## Supplied data:
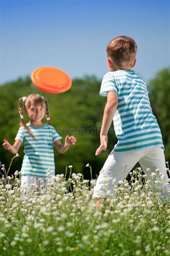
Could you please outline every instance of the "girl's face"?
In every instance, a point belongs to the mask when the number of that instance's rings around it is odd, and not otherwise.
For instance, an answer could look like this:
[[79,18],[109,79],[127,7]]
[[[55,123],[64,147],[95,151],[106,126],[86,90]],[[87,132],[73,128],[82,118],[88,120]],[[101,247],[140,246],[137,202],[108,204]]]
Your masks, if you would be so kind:
[[25,110],[31,121],[39,122],[44,117],[46,108],[41,105],[35,106],[32,103],[29,108],[25,108]]

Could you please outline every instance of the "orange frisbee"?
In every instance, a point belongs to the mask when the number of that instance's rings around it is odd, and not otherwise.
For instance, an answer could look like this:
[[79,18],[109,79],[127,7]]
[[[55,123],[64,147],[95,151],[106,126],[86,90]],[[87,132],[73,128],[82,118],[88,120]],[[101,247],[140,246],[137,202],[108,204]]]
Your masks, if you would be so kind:
[[33,84],[40,90],[51,93],[61,93],[71,86],[71,79],[62,70],[52,67],[41,67],[31,75]]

## Exercise description:
Convert every line of the records into a JSON list of strings, one string per line, leaving out blank lines and the picture lines.

## Exercise response:
[
  "Could you please outline every instance of the \"girl's face\"?",
  "In every instance, a point belongs to the mask when the number of that instance's rings around it is odd, and not otherwise.",
  "For instance, an answer could look like this:",
  "[[79,18],[109,79],[127,7]]",
  "[[[55,123],[64,147],[95,151],[106,126],[86,90]],[[87,132],[73,128],[82,118],[88,120]],[[101,247],[140,246],[137,202],[108,204]]]",
  "Your masks, if you would be so kind:",
  "[[25,110],[31,121],[39,122],[44,117],[46,108],[41,105],[35,106],[32,103],[29,108],[25,108]]",
  "Could you please outline every instance of the \"orange frisbee\"?",
  "In every instance, a point belongs to the mask when the number of that instance's rings around it is odd, and not otherwise.",
  "For instance, an answer could look like this:",
  "[[79,18],[109,79],[127,7]]",
  "[[[55,123],[64,147],[95,151],[106,126],[86,90]],[[87,132],[73,128],[82,118],[88,120]],[[101,247],[140,246],[137,202],[108,204]]]",
  "Your masks, if you would be so kind:",
  "[[33,84],[40,90],[51,93],[61,93],[71,86],[71,79],[62,70],[52,67],[41,67],[31,75]]"
]